• **TASK TO CARRY OUT**: Each record below should appear again exactly as written.

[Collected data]

▼

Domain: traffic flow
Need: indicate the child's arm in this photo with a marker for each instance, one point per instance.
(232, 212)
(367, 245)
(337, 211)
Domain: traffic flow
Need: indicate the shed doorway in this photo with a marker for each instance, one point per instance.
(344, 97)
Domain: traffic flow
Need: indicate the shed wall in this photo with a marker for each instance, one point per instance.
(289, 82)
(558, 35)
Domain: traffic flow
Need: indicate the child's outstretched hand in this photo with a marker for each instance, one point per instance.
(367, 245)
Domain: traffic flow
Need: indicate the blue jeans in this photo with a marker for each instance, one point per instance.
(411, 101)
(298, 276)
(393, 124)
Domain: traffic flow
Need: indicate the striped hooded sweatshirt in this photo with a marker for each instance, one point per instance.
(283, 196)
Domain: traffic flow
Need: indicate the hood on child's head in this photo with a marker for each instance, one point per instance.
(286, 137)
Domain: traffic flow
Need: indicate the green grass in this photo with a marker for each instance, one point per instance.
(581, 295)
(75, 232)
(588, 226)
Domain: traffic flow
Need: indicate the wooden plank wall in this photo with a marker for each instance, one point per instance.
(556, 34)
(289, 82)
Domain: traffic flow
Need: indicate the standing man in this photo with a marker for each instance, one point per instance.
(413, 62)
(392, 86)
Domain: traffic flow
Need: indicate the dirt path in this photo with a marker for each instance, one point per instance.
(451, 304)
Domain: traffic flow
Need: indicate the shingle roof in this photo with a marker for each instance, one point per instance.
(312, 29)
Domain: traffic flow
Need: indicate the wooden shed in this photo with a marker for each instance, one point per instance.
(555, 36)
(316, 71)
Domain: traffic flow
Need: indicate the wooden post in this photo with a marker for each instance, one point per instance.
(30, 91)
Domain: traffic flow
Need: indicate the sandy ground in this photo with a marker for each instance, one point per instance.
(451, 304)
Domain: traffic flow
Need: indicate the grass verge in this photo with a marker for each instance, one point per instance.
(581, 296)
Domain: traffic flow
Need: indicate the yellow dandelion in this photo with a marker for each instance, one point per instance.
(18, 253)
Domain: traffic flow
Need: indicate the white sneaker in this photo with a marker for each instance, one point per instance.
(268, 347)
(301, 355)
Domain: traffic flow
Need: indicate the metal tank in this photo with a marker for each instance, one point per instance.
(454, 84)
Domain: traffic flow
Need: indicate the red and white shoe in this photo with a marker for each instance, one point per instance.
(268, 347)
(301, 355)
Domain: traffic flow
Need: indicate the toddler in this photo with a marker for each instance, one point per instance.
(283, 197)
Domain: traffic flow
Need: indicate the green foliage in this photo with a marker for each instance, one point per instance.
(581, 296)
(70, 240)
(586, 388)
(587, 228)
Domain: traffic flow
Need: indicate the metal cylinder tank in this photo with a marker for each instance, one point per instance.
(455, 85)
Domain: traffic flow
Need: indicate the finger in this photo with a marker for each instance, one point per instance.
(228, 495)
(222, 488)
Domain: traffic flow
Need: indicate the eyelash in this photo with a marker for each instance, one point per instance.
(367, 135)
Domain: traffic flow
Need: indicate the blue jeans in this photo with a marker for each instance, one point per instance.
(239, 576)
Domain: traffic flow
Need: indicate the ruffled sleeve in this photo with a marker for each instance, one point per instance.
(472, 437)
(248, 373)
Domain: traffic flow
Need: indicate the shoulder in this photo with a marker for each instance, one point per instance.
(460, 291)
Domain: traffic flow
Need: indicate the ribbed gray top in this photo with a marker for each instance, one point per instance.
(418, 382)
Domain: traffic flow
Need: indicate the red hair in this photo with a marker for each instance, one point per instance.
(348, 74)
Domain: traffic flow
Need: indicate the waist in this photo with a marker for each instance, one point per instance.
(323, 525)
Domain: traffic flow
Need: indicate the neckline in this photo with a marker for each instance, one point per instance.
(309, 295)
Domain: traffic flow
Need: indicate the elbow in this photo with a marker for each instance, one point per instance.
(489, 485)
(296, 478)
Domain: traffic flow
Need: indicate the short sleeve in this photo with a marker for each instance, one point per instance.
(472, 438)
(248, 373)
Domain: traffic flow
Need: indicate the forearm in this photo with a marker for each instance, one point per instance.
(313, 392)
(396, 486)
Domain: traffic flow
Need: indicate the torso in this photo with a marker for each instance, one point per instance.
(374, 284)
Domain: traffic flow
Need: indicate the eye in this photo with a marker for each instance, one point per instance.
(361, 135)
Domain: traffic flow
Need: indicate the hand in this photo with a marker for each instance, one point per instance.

▲

• **THE COMPLETED TASK**:
Domain: traffic flow
Need: indicate the child's arm in this photo with a marker for each instance, one point per instance.
(232, 212)
(367, 245)
(337, 211)
Domain: traffic flow
Need: indicate the shed doorway in this photo with a marker for each instance, one point per instance.
(344, 97)
Domain: traffic flow
Need: indicate the shed wall in this photo with a marker for each instance, one point per instance.
(289, 82)
(558, 35)
Domain: traffic flow
Need: indicate the child's outstretched hand in this photo with a marker for each instance, one point per instance.
(367, 245)
Domain: traffic flow
Need: indicate the blue jeans in this photo with a marker for each instance, one point per instance.
(411, 101)
(298, 276)
(393, 124)
Domain: traffic flow
Need: indicate the striped hooded sweatshirt in this photo with a marker for each instance, one point per instance.
(283, 196)
Domain: traffic flow
Need: indicate the hood on child's head in this photo with a marker for each instance, one point per instance.
(286, 137)
Domain: traffic flow
Need: indicate the green grass in this photo with a marker for each instance, one point per instance.
(581, 295)
(75, 232)
(588, 226)
Domain: traffic flow
Need: indicate the wooden plank wall in this photo with a marker for each instance, one point per instance.
(556, 34)
(289, 82)
Domain: traffic flow
Need: indicate the standing man in this photo with a marker for each instance, one point per instance.
(413, 62)
(392, 86)
Domain: traffic flow
Need: indicate the dirt path in this photo with a marker for each instance, one point per instance.
(451, 304)
Domain: traffic flow
Need: indicate the shingle roof in this photo with a marker for each instance, one point per instance.
(312, 29)
Domain: traffic flow
Need: indicate the wooden shed in this photo with a marker for each instance, one point per instance.
(555, 36)
(316, 71)
Domain: traffic flow
Need: indicate the wooden post in this photo with a marker for each instance, one point per instance.
(30, 91)
Domain: traffic flow
Need: indicate the sandy ground in this photo with a marker for each instance, one point per instance.
(451, 304)
Domain: traffic flow
Need: indicate the grass verge in this photo with a marker for each instance, one point per instance.
(581, 296)
Domain: traffic flow
Need: indicate the yellow dandelion in this photo with a marker for each instance, one point per instance.
(18, 253)
Domain: traffic flow
Need: indicate the white sneaker in this photo with a marker for each instance, one point per instance.
(268, 347)
(301, 355)
Domain: traffic flow
Need: indicate the metal tank in this photo with a marker for each instance, one point per instance.
(454, 84)
Domain: traffic flow
Need: indicate the red and white shoe in this photo with a marker for each instance, one point per instance.
(268, 347)
(301, 355)
Domain: traffic flow
Need: indicate the toddler in this photo with a marker for each instance, one point per instance.
(283, 197)
Domain: traffic flow
Need: indicate the green foliage in this photo with a marker for each instance, one point per instance.
(581, 296)
(70, 240)
(586, 388)
(587, 228)
Domain: traffic flow
Need: indicate the metal cylinder tank in this photo with a marker for each instance, one point per instance.
(455, 85)
Domain: traffic flow
Need: indicate the finger in this photo with a marker for each instance, one point per instance.
(228, 495)
(222, 488)
Domain: traffic flow
Need: indicate the eyelash in this photo with a marker for each instance, one point per instance.
(367, 135)
Domain: traffic flow
Need: indicate the blue jeans in this photo with a marker for each instance, one point per instance.
(239, 576)
Domain: traffic flow
Need: indicate the ruffled sleeve in this photo with a marker for each instance, one point per instance.
(472, 437)
(248, 373)
Domain: traffic flow
Need: indicate the shoulder in this photo with a marker for each instance, one point per instance.
(460, 291)
Domain: traffic flow
Need: indicate the ribbed gray top in this photo with a marker for each instance, one point per instance.
(418, 382)
Domain: traffic flow
Need: indicate the red hair in this photo with a marker for each instance, one point per instance.
(348, 74)
Domain: traffic flow
Need: indicate the waist in this photo with a marker for each instance, one point per instance.
(323, 525)
Domain: traffic flow
Need: indicate the neckline in this photo with a marker for each instance, one point per instance.
(309, 295)
Domain: traffic flow
Need: indicate the elbow in this photo with a marker for each instance, one point per instance.
(489, 485)
(296, 478)
Domain: traffic flow
Need: indicate the short sleeve in this photo with a marker for each instance, one point per instance.
(472, 438)
(248, 373)
Domain: traffic flow
Need: indicate the forearm in this photo with a marker for each instance, one point per instance.
(313, 392)
(396, 486)
Domain: traffic flow
Need: indicate the torso in this photo with a marker for each instance, one point per instance.
(374, 284)
Domain: traffic flow
Need: indicate the eye in this photo with a marker for each instance, one point per instance.
(361, 135)
Domain: traffic flow
Need: indicate the hand in this photo with a marker for each instance, one point per instance.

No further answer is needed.